◆ **Исходный текст**:
Да и раньше, будучи в Ясной Поляне, я слышал о нем такие же отзывы яснополянских крестьянок. В их деревне еще при жизни Льва Николаевича он устроил амбулаторный прием больных, и так им помогал и заботился о них, что заслужил себе хорошую память. Когда я пишу эти строки, его уже нет в живых. Он умер у себя на родине в Чехословакии, вернувшись туда из России после революции в 20-х гг.

◆ **Задание**: Перепишите без изменений часть исходного текста, начиная со слов «Да и раньше, будучи» и продолжая вплоть до слов «революции в 20-х гг.». Приведенный далее материал с исходным текстом никак не связан.

◆ **Материал**:
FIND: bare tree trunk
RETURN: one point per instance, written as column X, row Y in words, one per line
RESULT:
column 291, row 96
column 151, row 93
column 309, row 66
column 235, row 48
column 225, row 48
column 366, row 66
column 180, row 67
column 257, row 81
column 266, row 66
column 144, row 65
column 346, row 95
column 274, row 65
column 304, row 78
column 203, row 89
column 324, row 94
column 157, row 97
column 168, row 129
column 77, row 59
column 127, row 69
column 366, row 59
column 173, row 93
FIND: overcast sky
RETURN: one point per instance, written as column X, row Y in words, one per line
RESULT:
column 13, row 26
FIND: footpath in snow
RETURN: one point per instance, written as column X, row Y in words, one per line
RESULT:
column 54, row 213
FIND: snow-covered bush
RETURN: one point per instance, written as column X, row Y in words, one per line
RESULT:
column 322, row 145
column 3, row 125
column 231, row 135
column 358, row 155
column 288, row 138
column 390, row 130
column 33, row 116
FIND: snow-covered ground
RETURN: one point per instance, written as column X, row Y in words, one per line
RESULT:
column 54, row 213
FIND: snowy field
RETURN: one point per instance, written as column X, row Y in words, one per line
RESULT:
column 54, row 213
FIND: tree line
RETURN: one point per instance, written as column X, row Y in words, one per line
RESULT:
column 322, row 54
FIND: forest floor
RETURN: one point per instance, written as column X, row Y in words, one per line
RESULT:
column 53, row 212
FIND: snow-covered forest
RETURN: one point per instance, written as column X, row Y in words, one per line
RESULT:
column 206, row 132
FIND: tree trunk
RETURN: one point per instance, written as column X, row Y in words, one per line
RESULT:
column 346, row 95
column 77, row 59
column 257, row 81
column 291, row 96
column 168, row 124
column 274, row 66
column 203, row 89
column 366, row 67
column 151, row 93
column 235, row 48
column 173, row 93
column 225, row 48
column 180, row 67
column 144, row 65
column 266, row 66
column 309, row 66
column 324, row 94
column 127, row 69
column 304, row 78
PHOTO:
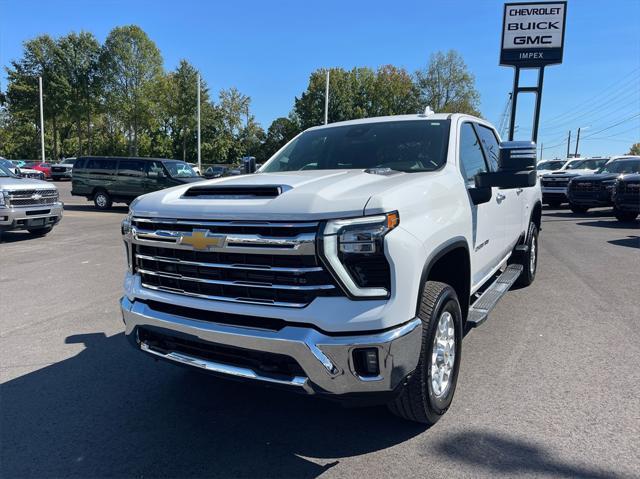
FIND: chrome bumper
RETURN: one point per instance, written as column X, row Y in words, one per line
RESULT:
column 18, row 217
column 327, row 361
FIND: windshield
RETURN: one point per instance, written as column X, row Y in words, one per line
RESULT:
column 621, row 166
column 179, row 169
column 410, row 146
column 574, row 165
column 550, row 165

---

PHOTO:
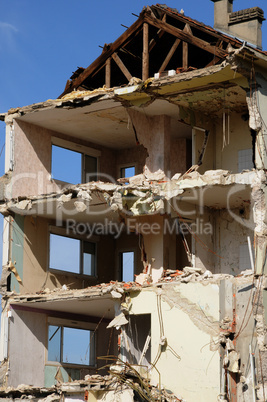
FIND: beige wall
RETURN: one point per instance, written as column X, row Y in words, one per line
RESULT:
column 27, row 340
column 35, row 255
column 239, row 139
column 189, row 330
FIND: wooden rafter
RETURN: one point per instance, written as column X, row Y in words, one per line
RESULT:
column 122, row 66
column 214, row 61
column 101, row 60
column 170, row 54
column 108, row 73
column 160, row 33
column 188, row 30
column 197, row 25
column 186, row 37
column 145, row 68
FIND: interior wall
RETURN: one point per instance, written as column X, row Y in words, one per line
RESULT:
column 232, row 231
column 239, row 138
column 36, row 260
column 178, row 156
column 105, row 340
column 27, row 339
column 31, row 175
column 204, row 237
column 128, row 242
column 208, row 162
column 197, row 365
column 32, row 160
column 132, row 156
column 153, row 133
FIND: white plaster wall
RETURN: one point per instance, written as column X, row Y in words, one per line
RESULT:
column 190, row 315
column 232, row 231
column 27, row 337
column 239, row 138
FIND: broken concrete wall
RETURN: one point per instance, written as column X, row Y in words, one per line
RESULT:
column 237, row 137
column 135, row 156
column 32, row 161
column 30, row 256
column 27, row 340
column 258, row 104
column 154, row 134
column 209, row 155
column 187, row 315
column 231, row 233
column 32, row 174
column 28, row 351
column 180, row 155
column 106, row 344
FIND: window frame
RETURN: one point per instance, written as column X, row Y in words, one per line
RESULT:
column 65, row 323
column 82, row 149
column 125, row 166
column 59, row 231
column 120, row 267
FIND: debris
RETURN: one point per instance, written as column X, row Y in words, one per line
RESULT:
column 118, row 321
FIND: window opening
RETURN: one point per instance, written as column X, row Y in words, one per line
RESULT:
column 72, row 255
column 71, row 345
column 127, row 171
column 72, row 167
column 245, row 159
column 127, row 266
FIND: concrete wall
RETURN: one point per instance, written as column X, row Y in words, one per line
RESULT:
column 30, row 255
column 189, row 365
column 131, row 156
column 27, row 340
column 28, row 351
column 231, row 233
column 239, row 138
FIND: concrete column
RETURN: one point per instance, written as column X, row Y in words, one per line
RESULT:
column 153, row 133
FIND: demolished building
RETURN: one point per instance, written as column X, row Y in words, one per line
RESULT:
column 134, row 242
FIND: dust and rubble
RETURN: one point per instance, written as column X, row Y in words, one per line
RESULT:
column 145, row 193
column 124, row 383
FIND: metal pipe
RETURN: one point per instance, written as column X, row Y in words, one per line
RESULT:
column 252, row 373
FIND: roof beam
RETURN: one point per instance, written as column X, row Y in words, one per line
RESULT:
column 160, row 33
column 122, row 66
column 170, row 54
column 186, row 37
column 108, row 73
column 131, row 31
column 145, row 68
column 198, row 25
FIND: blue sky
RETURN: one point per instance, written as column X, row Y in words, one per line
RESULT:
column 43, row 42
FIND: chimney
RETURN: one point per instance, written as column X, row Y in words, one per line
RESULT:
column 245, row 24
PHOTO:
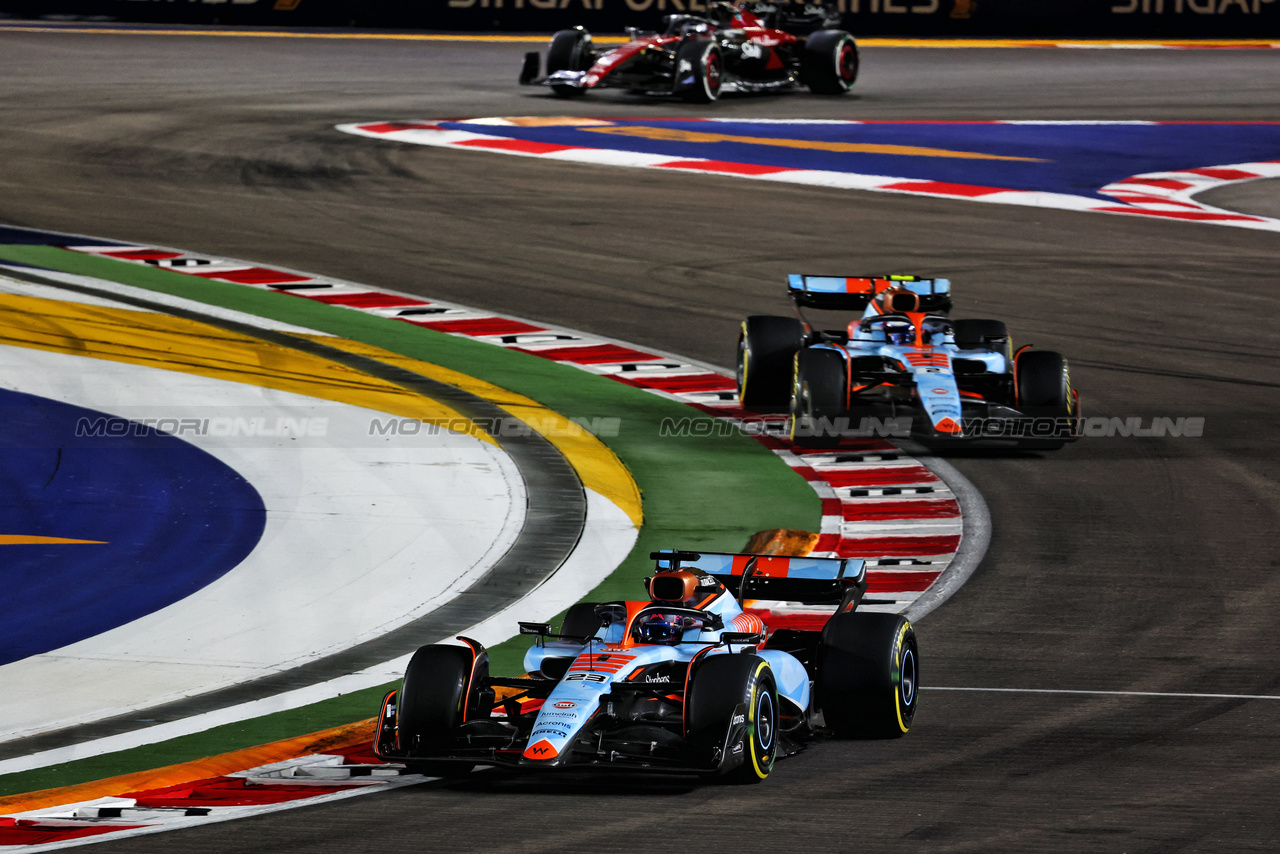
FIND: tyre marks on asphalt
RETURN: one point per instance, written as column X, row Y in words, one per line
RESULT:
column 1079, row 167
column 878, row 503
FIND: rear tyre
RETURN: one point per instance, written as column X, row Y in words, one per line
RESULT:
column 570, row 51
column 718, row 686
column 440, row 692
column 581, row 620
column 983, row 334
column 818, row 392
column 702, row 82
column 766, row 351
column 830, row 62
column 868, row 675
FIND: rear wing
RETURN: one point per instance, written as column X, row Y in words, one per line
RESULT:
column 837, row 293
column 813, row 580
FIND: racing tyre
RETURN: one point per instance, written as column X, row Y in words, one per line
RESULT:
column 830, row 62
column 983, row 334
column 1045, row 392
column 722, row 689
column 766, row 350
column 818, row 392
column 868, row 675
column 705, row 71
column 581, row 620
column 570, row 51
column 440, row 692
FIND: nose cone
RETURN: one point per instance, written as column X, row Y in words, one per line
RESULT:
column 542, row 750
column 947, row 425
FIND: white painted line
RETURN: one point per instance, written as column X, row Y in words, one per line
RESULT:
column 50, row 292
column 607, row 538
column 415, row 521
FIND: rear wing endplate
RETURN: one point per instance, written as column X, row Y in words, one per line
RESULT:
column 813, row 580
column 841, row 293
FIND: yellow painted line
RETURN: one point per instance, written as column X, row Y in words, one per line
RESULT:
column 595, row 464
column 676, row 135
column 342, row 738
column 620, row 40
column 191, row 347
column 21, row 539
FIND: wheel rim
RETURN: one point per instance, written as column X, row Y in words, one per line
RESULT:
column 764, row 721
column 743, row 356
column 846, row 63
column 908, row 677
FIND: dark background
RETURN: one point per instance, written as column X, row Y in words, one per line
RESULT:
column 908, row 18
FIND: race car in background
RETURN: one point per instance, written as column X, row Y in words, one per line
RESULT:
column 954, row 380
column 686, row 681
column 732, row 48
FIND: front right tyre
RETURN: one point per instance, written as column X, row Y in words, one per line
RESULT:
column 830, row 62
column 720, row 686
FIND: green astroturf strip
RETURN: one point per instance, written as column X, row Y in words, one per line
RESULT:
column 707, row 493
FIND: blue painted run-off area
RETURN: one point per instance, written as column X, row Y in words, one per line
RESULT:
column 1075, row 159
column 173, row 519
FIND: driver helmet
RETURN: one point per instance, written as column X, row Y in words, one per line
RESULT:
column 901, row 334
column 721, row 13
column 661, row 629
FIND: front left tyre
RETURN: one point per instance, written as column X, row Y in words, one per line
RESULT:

◆ **Ответ**:
Да и раньше, будучи в Ясной Поляне, я слышал о нем такие же отзывы яснополянских крестьянок. В их деревне еще при жизни Льва Николаевича он устроил амбулаторный прием больных, и так им помогал и заботился о них, что заслужил себе хорошую память. Когда я пишу эти строки, его уже нет в живых. Он умер у себя на родине в Чехословакии, вернувшись туда из России после революции в 20-х гг.